◆ Texto extraído
———

Enquanto Beltoise se recuperava, a equipe de Ren Bonnet foi comprada pela Matra e a nova equipe disputaria corridas de F3 com motor Renault. Jean-Luc le Gardere era o novo chefe da equipe e tinha dúvidas se Beltoise voltaria a correr, mas Jean-Pierre não pensava assim e só para provar que estava pronto, ele venceu um evento de subida de montanha com motos. E Beltoise venceu nas duas categorias! Jean-Pierre não apenas estava pronto, como também demonstrou que sua grande velocidade estava intacta. Embora ainda não convencido, le Gardere levou Beltoise para disputar uma corrida de F3 em Clermont-Ferrand, na preliminar do GP da França de F1 de 1965. Essa corrida de F3 teria as principais equipes da categoria da Europa, mas para surpresa geral, Beltoise venceu e deu a primeira vitória importante para a Matra. Beltoise se tonaria campeão francês de F3 no final de 1965.

A Matra tinha planos ambiciosos e juntamente com a Elf, estava planejando entrar na F1. Beltoise participava do desenvolvimento desse projeto, mas também mostrava talento nas categorias menores, sempre com a Matra. Ele venceu o tradicional GP de Mônaco de F3 em 1966 e a Temporada Argentina de 1967, vencendo as quatro corridas que faziam parte do certame. Jean-Pierre subiu para a F2 e juntamente com a Matra, formou uma dupla imbatível. No Grande Prêmio da Alemanha de F1 em 1966, os carros de F2 largariam juntos com os de F1 e Beltoise fez sua estréia em Grandes Prêmios, vencendo na classe de F2. Beltoise fez outras três corridas de F1 em 1967, andando num chassi da Matra de F2, mas com o novíssimo motor Ford-Cosworth.

———

◆ Instrução A
Reescale as linhas de dados no trecho que vai da linha que contém "Highlight-reel tagging: indicate the red state" até o fim das linhas, com as duas pontas incluídas. Reescreva-as por inteiro e multiplique por 2,55 apenas as coordenadas dos resultados, arredondando para inteiros com as metades para cima.
O texto acima e as linhas de dados abaixo são materiais independentes entre si.

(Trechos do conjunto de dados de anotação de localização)
———

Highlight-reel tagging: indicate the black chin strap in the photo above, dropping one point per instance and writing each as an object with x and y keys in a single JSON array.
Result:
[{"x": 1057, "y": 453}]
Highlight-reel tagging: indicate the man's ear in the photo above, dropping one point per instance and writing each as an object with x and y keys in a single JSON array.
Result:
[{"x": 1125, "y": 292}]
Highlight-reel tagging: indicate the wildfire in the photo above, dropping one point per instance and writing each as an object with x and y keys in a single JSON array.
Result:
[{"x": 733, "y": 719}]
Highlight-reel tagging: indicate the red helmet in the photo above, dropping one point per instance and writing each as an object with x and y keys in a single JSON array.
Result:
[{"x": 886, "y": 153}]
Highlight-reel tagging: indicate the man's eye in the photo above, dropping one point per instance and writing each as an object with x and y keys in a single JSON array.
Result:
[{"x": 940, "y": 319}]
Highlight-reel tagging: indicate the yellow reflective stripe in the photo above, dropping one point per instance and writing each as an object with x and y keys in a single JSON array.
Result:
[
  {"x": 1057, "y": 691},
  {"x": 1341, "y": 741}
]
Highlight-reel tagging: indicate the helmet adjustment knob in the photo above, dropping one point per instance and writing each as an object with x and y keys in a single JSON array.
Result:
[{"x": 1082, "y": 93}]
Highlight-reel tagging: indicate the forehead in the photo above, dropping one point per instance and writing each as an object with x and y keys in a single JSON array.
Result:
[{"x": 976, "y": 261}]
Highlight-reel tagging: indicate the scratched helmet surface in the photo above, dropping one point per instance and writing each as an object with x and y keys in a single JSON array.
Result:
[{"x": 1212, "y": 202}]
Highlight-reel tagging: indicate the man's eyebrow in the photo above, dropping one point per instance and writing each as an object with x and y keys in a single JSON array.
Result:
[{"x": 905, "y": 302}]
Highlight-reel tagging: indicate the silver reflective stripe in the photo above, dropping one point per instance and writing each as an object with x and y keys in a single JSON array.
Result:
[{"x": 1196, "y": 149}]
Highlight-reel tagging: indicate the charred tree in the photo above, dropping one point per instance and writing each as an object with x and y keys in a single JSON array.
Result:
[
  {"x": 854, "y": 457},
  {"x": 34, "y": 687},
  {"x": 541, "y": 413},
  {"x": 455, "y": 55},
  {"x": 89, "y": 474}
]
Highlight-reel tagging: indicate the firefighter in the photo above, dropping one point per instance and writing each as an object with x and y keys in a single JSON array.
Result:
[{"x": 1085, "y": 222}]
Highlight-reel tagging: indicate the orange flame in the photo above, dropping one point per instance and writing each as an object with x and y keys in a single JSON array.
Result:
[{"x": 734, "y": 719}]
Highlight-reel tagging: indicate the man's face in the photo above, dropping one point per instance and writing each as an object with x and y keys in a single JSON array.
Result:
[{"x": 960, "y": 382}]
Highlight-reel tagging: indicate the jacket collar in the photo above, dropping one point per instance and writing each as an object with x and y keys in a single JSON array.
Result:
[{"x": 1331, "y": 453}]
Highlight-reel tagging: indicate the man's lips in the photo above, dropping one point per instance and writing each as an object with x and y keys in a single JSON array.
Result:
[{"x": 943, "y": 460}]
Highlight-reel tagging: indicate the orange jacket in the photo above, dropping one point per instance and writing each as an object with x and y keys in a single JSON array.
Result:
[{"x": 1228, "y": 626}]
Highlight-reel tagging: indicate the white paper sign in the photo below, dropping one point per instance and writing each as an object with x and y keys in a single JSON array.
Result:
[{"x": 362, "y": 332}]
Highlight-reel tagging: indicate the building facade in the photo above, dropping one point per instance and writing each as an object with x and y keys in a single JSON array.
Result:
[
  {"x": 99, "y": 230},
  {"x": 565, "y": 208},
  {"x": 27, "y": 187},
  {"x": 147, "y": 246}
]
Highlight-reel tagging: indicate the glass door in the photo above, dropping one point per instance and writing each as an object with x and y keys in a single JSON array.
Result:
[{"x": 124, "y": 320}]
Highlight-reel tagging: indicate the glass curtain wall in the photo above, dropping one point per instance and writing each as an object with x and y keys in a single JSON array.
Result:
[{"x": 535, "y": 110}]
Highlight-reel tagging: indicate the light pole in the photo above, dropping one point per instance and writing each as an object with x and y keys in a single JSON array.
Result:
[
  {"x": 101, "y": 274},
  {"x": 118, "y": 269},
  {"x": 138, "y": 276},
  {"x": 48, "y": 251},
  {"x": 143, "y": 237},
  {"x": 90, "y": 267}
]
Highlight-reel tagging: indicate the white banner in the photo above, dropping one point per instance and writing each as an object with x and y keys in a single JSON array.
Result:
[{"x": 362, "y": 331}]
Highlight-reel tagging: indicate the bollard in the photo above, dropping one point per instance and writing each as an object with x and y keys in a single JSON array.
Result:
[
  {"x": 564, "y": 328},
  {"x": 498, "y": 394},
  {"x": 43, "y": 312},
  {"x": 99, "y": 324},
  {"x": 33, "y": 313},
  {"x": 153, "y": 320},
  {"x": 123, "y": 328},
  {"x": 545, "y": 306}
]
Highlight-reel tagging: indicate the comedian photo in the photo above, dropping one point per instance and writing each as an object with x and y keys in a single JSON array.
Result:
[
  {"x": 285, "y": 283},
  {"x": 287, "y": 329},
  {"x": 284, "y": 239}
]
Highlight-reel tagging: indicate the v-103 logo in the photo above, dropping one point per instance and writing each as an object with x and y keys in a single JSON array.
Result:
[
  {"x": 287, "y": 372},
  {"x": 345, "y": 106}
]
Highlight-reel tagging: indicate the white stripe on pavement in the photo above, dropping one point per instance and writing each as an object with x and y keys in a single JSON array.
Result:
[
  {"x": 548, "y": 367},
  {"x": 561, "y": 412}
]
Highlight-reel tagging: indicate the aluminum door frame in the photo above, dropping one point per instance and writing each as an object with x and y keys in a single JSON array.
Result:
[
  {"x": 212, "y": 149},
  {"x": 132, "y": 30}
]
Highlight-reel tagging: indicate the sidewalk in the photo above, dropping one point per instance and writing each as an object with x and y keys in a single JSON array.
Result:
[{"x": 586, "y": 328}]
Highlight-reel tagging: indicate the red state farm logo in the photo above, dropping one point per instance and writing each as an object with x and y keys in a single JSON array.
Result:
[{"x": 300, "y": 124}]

———

◆ Instrução B
Responda com base no texto sobre Beltoise:
(i) Em que corrida Beltoise deu à Matra sua primeira vitória importante?
(ii) Quantas corridas faziam parte da Temporada Argentina de 1967?
(iii) Que motor equipava o chassi Matra de F2 nas três corridas de F1 de 1967?

◆ Resposta correta A
Highlight-reel tagging: indicate the red state farm logo in the photo above, dropping one point per instance and writing each as an object with x and y keys in a single JSON array.
Result:
[{"x": 765, "y": 316}]

◆ Resposta correta B
(i) Numa corrida de F3 em Clermont-Ferrand, na preliminar do GP da França de F1 de 1965.
(ii) Quatro.
(iii) O novíssimo motor Ford-Cosworth.